■ **PROBLEM DETAILS**: Exactly the lines from the one containing "Identify every instance of the rock cliff" through the end of the data below are to be reproduced, and nothing besides them.

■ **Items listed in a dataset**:

•••••

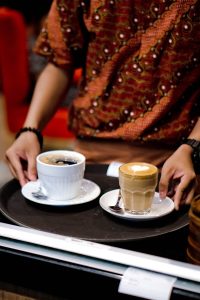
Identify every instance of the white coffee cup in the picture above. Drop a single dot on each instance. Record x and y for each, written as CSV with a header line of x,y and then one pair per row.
x,y
60,173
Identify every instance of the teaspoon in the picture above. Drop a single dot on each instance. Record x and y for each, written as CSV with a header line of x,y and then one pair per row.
x,y
116,208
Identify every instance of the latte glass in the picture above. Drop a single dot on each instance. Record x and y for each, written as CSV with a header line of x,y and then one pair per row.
x,y
60,173
138,181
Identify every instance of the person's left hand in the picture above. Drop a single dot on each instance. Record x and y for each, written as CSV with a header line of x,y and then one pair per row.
x,y
178,179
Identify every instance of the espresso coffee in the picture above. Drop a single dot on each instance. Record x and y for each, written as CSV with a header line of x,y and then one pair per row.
x,y
137,182
60,173
57,160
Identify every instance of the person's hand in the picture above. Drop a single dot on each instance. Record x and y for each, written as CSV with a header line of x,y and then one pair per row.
x,y
178,179
21,157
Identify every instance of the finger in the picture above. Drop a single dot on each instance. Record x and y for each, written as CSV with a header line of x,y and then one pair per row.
x,y
17,170
163,185
184,191
32,171
189,197
12,170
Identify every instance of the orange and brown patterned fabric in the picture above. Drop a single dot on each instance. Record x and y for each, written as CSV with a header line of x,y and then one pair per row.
x,y
141,65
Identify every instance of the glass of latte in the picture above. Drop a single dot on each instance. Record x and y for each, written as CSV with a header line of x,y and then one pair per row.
x,y
138,181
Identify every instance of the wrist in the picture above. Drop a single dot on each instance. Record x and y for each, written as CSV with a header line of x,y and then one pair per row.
x,y
194,147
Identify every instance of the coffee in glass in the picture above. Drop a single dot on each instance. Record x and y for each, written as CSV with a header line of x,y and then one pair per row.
x,y
138,181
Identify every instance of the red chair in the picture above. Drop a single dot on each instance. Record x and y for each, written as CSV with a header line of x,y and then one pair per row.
x,y
15,76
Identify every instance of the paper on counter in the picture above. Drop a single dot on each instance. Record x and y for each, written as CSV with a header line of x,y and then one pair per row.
x,y
146,284
113,169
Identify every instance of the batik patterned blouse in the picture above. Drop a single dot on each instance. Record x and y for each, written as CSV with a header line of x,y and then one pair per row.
x,y
141,65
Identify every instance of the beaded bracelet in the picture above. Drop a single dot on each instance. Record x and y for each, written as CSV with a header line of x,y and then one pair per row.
x,y
34,130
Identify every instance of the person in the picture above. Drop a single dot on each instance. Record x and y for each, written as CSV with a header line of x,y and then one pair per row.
x,y
138,98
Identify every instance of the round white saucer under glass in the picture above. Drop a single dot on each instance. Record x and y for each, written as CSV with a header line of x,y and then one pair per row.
x,y
159,207
88,192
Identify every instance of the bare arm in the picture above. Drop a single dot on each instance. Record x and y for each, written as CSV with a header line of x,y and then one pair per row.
x,y
50,87
178,168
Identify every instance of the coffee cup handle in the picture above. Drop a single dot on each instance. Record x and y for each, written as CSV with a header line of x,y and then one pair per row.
x,y
41,192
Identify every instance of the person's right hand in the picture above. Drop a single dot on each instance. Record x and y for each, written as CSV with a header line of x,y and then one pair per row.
x,y
21,157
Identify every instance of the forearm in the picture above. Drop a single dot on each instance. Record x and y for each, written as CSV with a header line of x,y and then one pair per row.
x,y
50,87
195,134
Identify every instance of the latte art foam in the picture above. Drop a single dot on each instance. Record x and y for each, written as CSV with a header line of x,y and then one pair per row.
x,y
137,182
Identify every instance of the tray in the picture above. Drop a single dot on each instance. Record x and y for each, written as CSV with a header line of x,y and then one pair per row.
x,y
85,221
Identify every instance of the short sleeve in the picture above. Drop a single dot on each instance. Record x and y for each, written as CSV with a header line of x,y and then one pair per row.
x,y
61,39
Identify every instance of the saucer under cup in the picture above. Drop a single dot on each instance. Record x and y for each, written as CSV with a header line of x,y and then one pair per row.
x,y
61,182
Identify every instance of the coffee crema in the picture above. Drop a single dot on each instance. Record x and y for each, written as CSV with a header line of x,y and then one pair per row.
x,y
58,160
139,169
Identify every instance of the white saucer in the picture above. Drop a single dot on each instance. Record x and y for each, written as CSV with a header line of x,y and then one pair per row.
x,y
159,208
88,192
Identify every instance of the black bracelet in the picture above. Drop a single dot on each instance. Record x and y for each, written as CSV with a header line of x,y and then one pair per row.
x,y
195,145
34,130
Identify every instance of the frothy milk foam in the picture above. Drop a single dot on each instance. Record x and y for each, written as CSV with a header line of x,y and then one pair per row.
x,y
138,181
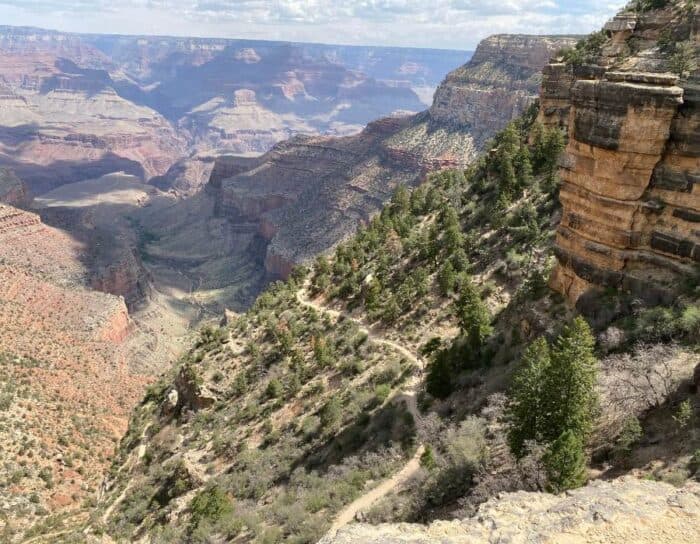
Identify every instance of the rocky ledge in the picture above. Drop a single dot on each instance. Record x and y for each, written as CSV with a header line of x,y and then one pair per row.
x,y
630,172
621,511
13,190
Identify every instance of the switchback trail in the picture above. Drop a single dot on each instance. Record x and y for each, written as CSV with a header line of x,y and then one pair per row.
x,y
408,395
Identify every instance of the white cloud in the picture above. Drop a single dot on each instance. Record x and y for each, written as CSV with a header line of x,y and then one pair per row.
x,y
426,23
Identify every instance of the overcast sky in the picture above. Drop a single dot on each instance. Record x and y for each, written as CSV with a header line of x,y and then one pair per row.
x,y
455,24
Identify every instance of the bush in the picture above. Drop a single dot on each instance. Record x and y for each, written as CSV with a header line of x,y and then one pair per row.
x,y
331,413
274,389
211,504
631,432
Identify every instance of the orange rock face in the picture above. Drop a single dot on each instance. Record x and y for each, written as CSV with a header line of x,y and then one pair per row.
x,y
630,173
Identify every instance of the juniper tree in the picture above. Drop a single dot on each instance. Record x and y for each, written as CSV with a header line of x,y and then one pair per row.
x,y
569,397
473,316
565,462
526,410
446,278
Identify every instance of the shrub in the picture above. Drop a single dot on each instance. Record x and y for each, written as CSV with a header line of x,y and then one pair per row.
x,y
631,432
274,389
331,413
211,504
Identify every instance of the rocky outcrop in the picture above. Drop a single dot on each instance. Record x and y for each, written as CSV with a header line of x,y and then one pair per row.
x,y
13,191
309,193
629,174
187,176
72,349
617,512
499,83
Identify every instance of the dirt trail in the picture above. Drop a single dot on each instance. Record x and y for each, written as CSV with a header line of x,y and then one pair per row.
x,y
408,395
365,502
335,314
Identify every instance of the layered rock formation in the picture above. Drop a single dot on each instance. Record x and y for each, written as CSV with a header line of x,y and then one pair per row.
x,y
630,171
499,83
76,107
13,191
61,121
309,193
618,512
66,355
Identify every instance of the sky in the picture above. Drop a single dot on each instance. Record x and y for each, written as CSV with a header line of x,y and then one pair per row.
x,y
450,24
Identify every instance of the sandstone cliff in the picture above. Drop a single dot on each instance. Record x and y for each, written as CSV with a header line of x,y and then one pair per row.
x,y
498,84
13,191
632,165
616,512
66,356
309,193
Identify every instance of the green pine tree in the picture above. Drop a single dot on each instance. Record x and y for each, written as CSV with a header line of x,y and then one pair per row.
x,y
438,382
565,463
570,400
473,316
446,279
526,411
523,166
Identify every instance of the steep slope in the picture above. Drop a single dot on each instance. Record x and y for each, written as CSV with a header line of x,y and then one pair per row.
x,y
499,83
61,119
13,191
630,191
309,193
617,512
302,405
77,107
313,408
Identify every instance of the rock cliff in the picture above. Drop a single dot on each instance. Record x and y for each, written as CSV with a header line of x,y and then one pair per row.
x,y
630,197
13,191
617,512
309,193
499,83
67,359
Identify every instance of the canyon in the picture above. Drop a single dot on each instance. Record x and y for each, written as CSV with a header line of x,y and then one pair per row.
x,y
77,107
630,172
135,207
309,193
149,186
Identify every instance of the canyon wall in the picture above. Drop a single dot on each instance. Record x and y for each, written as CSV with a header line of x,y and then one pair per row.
x,y
617,512
309,193
13,191
630,172
499,83
66,355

•••••

■ **WRITTEN ANSWER**:
Identify every instance of the rock cliff in the picture above. Drop a single dot on each instance. Record x and y for each, written as CSV with a header line of x,y and then one pair per row.
x,y
630,197
13,191
617,512
309,193
499,83
67,359
Identify every instance of the canyon in the picture above. Drop a single dot on each instance. Record x and y for each, written as CSV with a header line of x,y and then one pair per row.
x,y
77,107
630,172
135,207
309,193
149,186
Identify every instance of the canyon wall in the picture above. Drop a single dot on each instance. Record x and y for each, written as CSV with a header line of x,y and then one pair per row.
x,y
617,512
309,193
13,191
630,172
499,83
66,355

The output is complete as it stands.